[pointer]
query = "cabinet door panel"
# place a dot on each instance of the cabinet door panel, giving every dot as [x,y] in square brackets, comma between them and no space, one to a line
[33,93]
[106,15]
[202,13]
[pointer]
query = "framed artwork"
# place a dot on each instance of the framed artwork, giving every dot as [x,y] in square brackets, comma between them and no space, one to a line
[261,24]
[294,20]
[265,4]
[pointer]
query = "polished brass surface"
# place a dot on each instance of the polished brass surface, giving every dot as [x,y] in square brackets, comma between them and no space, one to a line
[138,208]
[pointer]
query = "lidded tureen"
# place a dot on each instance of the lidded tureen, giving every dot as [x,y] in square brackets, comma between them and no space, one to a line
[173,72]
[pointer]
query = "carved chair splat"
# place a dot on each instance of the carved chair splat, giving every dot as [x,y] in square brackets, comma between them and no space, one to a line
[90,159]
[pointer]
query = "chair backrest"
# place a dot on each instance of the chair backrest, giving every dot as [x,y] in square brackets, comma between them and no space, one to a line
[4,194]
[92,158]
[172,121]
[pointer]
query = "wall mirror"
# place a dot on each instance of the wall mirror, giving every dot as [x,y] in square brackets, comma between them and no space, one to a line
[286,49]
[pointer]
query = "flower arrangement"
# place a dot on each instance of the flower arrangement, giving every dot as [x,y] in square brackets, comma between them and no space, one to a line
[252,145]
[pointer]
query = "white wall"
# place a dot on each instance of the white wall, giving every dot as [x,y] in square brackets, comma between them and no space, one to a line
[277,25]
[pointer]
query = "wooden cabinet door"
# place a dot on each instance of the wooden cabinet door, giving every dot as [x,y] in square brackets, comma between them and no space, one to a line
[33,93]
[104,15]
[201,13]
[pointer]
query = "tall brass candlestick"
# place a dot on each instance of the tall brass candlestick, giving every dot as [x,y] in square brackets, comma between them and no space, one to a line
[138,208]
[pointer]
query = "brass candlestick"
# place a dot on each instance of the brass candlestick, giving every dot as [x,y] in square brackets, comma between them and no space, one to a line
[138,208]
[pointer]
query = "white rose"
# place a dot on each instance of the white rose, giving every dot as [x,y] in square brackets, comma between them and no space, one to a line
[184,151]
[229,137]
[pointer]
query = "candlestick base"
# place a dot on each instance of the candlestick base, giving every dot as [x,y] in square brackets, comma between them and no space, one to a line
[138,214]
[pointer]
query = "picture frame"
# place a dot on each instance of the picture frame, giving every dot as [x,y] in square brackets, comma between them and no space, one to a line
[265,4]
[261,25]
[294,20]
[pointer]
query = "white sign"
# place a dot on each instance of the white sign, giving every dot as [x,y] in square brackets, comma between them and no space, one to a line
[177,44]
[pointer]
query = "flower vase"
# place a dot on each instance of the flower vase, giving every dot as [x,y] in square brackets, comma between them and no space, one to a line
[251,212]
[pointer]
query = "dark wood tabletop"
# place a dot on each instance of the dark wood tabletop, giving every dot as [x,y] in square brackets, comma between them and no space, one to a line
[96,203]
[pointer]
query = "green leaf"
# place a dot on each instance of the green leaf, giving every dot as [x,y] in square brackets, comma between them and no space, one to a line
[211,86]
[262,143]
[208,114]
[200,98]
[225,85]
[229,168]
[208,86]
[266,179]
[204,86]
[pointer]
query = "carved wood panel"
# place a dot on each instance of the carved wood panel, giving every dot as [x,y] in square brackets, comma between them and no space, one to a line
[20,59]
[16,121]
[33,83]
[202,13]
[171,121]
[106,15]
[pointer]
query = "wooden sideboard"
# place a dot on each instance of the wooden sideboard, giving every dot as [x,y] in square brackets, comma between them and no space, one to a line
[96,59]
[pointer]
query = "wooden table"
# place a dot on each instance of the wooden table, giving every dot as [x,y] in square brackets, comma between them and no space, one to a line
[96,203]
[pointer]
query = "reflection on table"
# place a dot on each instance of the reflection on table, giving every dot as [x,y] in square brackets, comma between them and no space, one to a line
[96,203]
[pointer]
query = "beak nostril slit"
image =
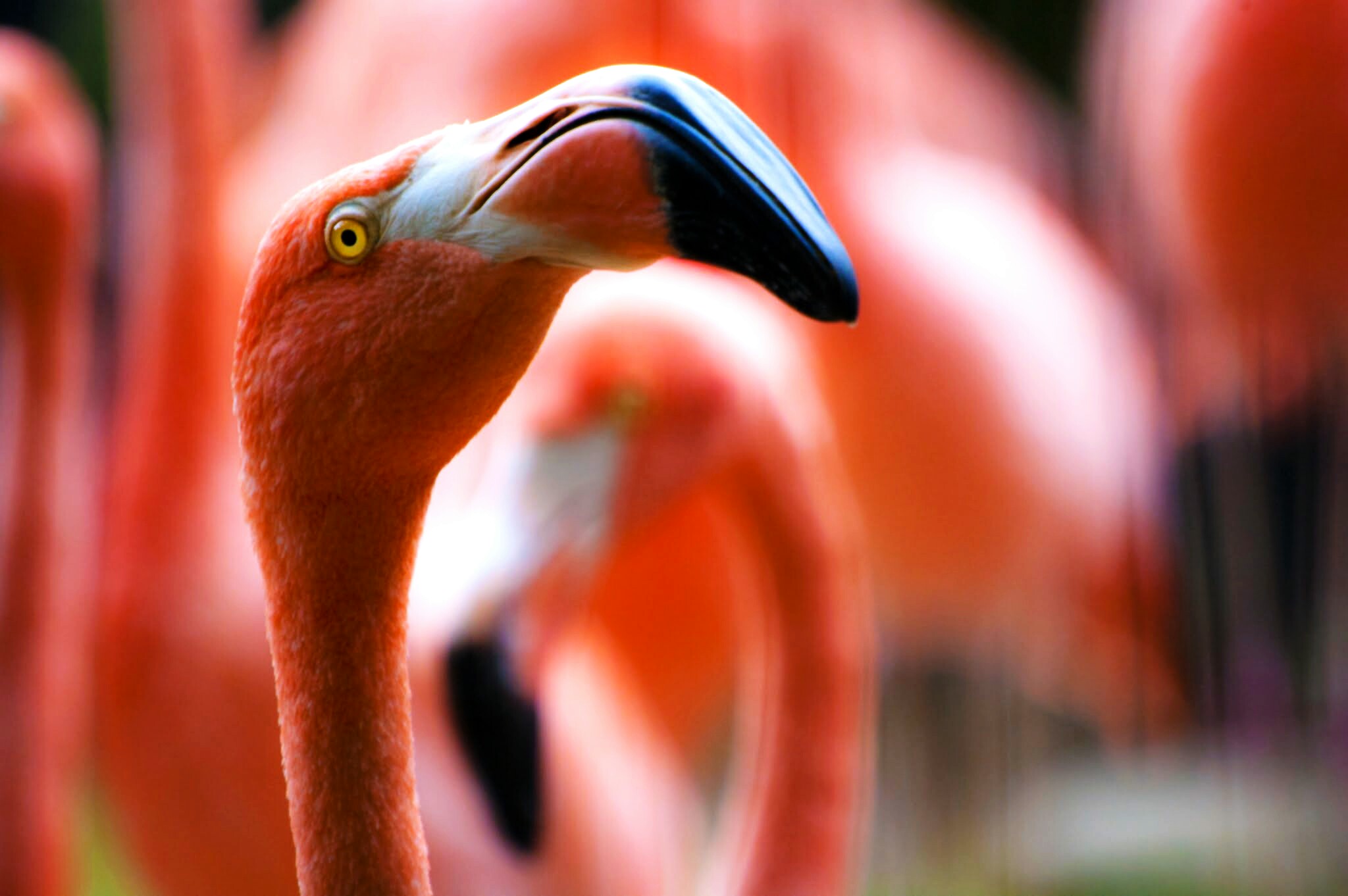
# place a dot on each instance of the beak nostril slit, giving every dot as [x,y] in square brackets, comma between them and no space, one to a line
[540,127]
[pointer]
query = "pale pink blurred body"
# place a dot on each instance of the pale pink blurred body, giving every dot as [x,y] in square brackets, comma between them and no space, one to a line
[1228,124]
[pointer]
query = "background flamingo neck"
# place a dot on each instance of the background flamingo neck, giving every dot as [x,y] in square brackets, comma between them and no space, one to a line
[338,569]
[809,725]
[39,635]
[174,78]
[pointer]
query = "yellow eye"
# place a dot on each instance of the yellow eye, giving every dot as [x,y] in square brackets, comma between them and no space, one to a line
[350,235]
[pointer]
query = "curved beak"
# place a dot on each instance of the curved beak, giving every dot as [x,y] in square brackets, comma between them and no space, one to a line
[619,167]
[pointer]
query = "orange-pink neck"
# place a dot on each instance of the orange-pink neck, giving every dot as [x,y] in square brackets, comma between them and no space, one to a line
[339,568]
[41,634]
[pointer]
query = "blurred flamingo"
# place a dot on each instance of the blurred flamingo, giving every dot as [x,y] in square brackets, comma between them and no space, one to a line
[656,391]
[1226,127]
[995,405]
[49,167]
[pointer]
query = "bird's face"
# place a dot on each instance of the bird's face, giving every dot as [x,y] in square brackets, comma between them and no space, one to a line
[394,305]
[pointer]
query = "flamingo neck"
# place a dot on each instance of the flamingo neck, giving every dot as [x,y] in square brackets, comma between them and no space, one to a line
[41,636]
[798,820]
[339,568]
[173,416]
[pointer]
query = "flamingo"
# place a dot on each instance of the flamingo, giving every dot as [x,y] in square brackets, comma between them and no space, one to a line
[47,189]
[181,608]
[451,255]
[642,402]
[1227,159]
[182,599]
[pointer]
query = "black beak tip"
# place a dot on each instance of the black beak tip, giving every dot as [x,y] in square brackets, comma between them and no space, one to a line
[735,203]
[832,298]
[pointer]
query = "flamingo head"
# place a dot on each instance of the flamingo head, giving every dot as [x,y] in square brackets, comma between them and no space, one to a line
[394,305]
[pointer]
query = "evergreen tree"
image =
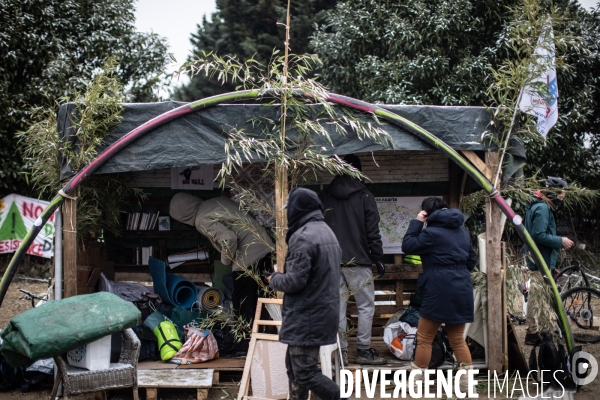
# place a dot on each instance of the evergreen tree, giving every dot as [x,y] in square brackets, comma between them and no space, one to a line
[249,28]
[443,52]
[51,49]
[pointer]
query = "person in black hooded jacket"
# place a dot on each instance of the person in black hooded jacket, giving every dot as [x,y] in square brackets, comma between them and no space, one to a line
[351,213]
[311,302]
[445,283]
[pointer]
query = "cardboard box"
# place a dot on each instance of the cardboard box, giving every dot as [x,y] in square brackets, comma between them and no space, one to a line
[93,356]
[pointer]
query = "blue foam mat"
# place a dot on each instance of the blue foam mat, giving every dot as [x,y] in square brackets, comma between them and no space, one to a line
[172,288]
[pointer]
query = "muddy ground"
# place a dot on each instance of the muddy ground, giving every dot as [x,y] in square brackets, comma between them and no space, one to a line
[12,306]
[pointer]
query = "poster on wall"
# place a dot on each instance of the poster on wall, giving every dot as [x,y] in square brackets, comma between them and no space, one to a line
[17,216]
[395,214]
[200,177]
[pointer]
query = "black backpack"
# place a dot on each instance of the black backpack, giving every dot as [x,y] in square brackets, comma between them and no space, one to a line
[552,358]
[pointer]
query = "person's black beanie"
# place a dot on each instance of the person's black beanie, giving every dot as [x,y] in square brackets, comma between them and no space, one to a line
[354,161]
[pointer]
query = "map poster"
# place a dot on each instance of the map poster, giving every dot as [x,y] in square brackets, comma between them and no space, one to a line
[200,177]
[395,214]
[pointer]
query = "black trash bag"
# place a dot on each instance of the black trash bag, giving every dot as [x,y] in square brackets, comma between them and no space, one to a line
[149,303]
[546,356]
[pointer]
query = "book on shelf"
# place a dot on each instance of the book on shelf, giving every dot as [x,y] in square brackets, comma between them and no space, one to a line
[164,223]
[142,254]
[142,221]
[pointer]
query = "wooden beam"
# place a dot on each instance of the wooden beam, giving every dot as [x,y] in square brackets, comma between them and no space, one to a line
[281,194]
[482,166]
[496,310]
[69,212]
[453,184]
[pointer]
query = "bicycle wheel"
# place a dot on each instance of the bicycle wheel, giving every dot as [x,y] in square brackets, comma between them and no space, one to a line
[582,306]
[569,278]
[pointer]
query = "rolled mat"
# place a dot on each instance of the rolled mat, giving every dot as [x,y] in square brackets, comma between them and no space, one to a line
[209,298]
[171,288]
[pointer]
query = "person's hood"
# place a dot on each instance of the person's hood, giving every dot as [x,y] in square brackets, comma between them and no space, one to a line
[541,197]
[343,186]
[447,217]
[183,208]
[303,205]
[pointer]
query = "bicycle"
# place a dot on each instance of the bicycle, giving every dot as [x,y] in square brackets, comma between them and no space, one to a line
[580,304]
[573,276]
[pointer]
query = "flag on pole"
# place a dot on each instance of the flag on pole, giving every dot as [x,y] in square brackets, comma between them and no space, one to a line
[540,97]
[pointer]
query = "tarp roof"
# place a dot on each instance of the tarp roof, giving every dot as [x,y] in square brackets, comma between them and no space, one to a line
[198,138]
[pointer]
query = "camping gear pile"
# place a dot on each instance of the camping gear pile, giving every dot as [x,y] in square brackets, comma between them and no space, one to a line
[171,316]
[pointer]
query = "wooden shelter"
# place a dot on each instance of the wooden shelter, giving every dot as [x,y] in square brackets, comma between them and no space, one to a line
[413,168]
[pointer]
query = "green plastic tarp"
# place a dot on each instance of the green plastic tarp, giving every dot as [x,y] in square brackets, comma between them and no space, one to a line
[62,325]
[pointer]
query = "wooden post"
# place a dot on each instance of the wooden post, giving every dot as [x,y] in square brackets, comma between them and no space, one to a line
[496,311]
[453,184]
[69,211]
[281,194]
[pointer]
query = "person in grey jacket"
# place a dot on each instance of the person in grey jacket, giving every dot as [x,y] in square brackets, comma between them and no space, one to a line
[311,302]
[351,212]
[239,238]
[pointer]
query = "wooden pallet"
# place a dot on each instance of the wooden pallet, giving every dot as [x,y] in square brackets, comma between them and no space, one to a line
[152,380]
[217,366]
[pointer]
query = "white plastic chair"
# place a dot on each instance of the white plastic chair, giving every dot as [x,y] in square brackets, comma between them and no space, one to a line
[326,364]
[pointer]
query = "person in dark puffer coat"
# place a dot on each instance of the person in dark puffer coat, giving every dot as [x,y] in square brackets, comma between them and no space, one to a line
[447,292]
[311,304]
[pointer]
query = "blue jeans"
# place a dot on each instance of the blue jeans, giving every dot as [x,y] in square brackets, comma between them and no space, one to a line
[304,375]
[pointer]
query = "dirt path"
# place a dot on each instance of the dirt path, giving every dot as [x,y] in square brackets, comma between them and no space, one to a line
[13,305]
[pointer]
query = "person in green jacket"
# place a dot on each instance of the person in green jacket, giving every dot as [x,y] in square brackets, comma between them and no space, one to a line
[540,222]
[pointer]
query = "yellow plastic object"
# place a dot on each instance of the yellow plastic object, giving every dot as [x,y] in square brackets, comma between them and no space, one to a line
[412,259]
[168,340]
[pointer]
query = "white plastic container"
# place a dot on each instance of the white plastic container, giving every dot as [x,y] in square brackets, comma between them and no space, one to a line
[93,356]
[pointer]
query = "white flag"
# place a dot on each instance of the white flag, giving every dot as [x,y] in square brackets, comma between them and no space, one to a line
[540,97]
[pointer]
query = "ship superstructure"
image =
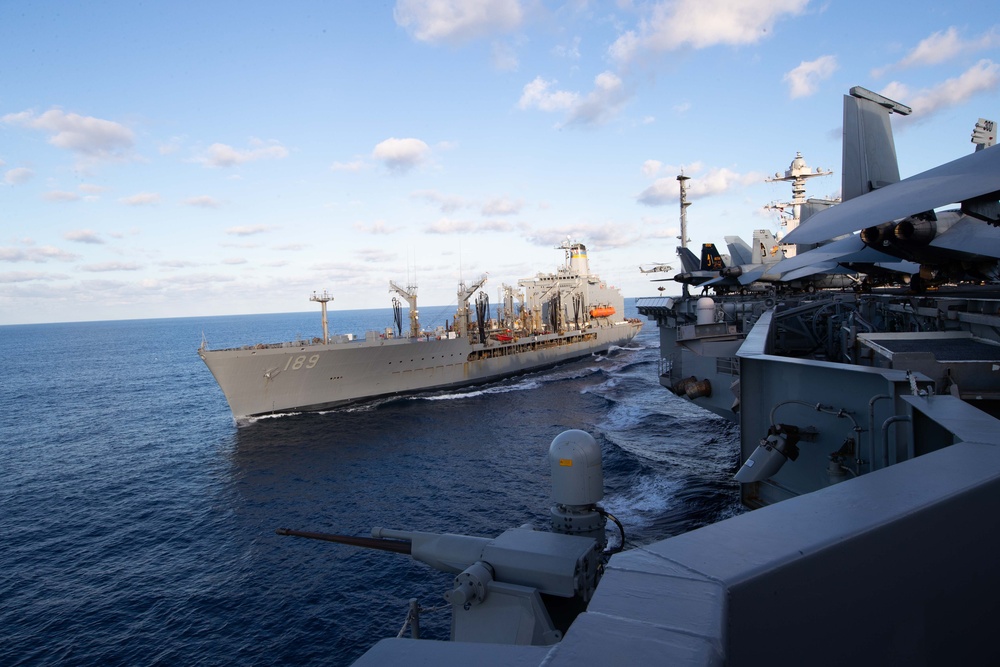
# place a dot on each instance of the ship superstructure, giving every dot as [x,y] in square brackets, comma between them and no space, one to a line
[556,317]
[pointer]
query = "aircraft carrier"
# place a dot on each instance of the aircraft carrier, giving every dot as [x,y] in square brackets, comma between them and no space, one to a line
[552,318]
[870,456]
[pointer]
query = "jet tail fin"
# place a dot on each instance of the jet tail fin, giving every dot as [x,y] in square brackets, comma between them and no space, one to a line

....

## [Task objective]
Locate every line in the entries above that contains the word "blue", treating uppercase and lowercase as different, and copy each of those lines.

## [Written answer]
query = "blue foam mat"
# place a dot on each instance of the blue foam mat, giving every dot as [x,y] in square brackets, comma between them and no space, one to a line
query = "blue jeans"
# place a dot on each instance of the blue jeans, giving every dot as [x,y] in square brackets, comma between them and no space, one to a line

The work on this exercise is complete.